WORK INSTRUCTIONS
Reproduce exactly the line in which "Warehouse picking: mark the balcony" occurs and all the lines after it, ending with the last line.

(Records excerpted from a collection)
** start **

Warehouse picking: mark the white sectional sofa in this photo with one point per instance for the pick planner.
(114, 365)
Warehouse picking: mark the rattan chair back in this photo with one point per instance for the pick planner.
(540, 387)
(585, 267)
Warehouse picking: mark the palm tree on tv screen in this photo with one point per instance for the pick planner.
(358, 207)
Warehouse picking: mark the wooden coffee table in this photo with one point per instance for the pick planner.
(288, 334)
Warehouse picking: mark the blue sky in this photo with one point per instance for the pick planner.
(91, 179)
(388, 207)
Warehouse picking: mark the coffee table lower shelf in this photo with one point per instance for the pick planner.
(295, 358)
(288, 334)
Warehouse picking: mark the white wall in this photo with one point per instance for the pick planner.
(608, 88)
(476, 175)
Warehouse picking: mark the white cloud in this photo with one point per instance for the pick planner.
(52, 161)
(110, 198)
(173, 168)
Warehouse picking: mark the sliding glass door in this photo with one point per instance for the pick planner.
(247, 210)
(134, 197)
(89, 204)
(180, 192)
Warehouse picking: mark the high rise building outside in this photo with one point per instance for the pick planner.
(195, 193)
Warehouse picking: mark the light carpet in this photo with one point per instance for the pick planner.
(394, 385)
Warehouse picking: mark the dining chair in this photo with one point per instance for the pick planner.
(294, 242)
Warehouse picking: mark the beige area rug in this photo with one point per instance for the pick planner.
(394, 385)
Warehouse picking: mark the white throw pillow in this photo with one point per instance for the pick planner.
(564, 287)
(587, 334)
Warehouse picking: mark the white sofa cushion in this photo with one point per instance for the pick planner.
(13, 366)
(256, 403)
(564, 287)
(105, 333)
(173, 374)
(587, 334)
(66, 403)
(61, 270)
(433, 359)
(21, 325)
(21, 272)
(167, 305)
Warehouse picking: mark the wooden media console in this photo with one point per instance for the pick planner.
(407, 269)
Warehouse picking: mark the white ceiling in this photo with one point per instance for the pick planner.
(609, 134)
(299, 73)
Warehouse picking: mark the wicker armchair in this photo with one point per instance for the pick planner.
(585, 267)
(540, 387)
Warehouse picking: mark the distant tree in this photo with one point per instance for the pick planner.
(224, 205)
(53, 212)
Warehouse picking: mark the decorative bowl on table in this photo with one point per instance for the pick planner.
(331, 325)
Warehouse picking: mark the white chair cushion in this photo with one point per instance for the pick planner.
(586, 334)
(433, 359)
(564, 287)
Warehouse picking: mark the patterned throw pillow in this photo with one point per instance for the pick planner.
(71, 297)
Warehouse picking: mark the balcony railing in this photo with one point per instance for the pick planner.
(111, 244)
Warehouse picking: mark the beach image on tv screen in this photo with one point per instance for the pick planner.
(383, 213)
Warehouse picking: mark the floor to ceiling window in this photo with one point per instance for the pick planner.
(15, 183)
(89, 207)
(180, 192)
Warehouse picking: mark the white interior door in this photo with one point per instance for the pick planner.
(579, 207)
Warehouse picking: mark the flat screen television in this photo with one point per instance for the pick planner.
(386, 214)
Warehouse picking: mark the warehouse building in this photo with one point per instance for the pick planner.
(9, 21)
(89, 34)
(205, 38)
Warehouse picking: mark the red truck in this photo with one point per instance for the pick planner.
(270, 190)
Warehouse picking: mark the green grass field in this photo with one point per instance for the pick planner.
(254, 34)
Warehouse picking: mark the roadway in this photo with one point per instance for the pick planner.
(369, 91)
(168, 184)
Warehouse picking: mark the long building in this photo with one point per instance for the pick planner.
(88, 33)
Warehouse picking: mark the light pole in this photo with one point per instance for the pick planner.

** end **

EXERCISE RESULT
Warehouse picking: mark the balcony railing in this photo with one point per instance for the pick planner.
(111, 244)
Warehouse picking: mark the beach image on tv screen in this photo with one point per instance for the pick planner.
(383, 213)
Warehouse picking: mark the floor to ceiling window in this photo with one point per instance for the pick planner.
(15, 183)
(89, 207)
(180, 192)
Warehouse picking: mark the white interior door in this photo with one point per instance for the pick planner.
(579, 207)
Warehouse picking: mark the flat screen television in this photo with one point per instance for the pick planner.
(386, 214)
Warehouse picking: mark the warehouse building in this photo with one point per instance for the pick planner.
(9, 21)
(89, 34)
(205, 38)
Warehouse picking: mark the red truck in this photo with one point per instance for the pick planner.
(270, 190)
Warehouse picking: mark the green grass field in this photo with one point per instance for the pick planner.
(254, 34)
Warehouse picking: mark the roadway in this photo with one point per instance for the pick planner.
(369, 91)
(168, 184)
Warehouse picking: mark the long building in this photo with one point per instance for the pick planner.
(88, 33)
Warehouse picking: mark the light pole in this photo with one point per instance for the pick planner.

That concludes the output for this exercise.